[TEXT PROVIDED Boundary: Start]

Employing deep learning to capture and characterise natural behaviours in Bumblebees
Summary
Insects, and bees in particular are recognised as the primary animal pollinator of food crops worldwide. Current methods employed to monitor health in bees are not only resource intensive but often also involve harming the bees themselves. My masters thesis focused on tackling this problem with the aim of developing a resource efficient, non-destructive assay for pesticide exposure using videos recorded with a smartphone camera. The behaviour of bumblebees under two treatments: exposed to pesticides or control were recorded and individual video frames were manually annotated. This served as training data for the pose estimation network. The network outputs machine labelled bodyparts for every video frame provided positional information which represents the trajectory of bodyparts in space and time. This rich spatiotemporal data was then fed into a pre-processing pipeline which involved engineering the features of speed, displacement and angle change for the labelled bodyparts. Dimensionality reduction was applied followed by an unsupervised learner to identify clusters of similar behavioural patterns. Ideally, the clusters reflect naturalistic behaviours such as resting, locomotion, and feeding which would translate to behavioural profiles defined by time spent performing each of the behaviours for each treatment. These behavioural profiles provide the defining feature for a machine learning classifier which could replace traditional bioassays for pesticide exposure. Despite performing well on the labelled training frames, the pose estimation network did not display transferrability in labelling the variety of poses the bumblebees exhibited. The lack of dependable input data meant that the effectiveness of downstream analysis were hindered and this was reflected in the lack of meaningful behavioural segmentation by the unsupervised classifier.

[TEXT PROVIDED Boundary: End]
[AVAILABLE DATA Boundary: Start]

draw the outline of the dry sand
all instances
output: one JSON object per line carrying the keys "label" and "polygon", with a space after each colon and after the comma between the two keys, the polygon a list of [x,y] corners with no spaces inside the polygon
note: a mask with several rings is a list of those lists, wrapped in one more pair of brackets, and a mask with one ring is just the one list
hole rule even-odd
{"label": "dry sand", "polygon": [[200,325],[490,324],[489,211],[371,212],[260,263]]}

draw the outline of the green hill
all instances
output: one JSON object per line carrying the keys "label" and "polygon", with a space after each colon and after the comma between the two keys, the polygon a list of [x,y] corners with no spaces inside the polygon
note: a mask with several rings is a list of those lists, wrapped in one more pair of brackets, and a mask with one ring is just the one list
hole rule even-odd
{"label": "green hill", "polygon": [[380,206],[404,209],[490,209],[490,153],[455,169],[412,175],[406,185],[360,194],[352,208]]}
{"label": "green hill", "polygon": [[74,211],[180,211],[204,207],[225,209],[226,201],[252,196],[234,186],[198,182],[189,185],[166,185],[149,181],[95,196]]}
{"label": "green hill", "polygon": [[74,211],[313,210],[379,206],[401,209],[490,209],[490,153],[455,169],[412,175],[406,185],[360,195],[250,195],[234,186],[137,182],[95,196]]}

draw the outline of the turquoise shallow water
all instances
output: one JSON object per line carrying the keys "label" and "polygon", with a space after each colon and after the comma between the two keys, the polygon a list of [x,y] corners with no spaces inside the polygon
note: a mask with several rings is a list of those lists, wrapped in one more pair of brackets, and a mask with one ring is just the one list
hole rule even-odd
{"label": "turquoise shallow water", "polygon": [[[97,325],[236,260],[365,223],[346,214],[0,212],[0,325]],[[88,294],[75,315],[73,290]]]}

[AVAILABLE DATA Boundary: End]

Continue the summary of the bumblebee pose-estimation thesis from its last sentence.

How it works
DeepLabCut is a transfer learning application built upon imagenet object recognition networks. Given labelled input data, this enables the identification and location of body parts for any animal organism. A total of 250 frames were annotated and trained over 1.45m iterations reaching a loss of ≈0.0008. When evaluated on the annotated images the train and test error were 1.74 and 10.13 respectively. However upon inference, achieving similar confidence with the unseen video footage proved challenging.

Results

Likelihood values confer the certainty of pose estimation for a given body part on a given frame. Due to the nature of pose estimation and visual occlusion, there are bound to be a peak of low as well as high confidence frames. It follows that for a given body part in a given video, likelihood values follow a bimodal distribution. The inflexion point in this distribution defined the threshold for each bodypart. The data below is reflective of 8 data files representing pose estimation in 8 videos and shows the mean percentage of frames in a video where the given bodypart was labelled with a likelihood value below the given threshold.

Given the substantial proportion of low confidence frames, particularly in the forelegs, it was unsurprising that behavioural segmentation using unsupervised classification techniques did not yield satisfying results. 30 behavioural groups were identified and most group assignments contained more than one stereotyped behaviour.

Conclusions
The lack of representative pose estimation data bottlenecked any further possibility for accurate behavioural segmentation. Although Mathis et al., (2018) suggest that 200 labelled frames suffice for accurate pose estimation, Hsu and Yttri, (2021) labelled over 7800 frames and it is likely that the network would have benefitted from more high-quality labelled data. Upon visual inspection of labelled videos there is noticeable uncertainty in labelling due to climbing behaviour which causes occlusion pointing towards potential improvements in the video recording setup. Further, to optimise behavioural segmentation, video framerate directly impacts the temporal resolution of the pose estimation data. Given the smartphone camera setup, there were limitations on maximal resolution and framerate leaving space for further optimisation on the table.
References
Hsu, A.I. and Yttri, E.A. (2021). B-SOiD, an open-source unsupervised algorithm for identification and fast prediction of behaviors. Nature Communications, 12(1). doi:10.1038/s41467-021-25420-x.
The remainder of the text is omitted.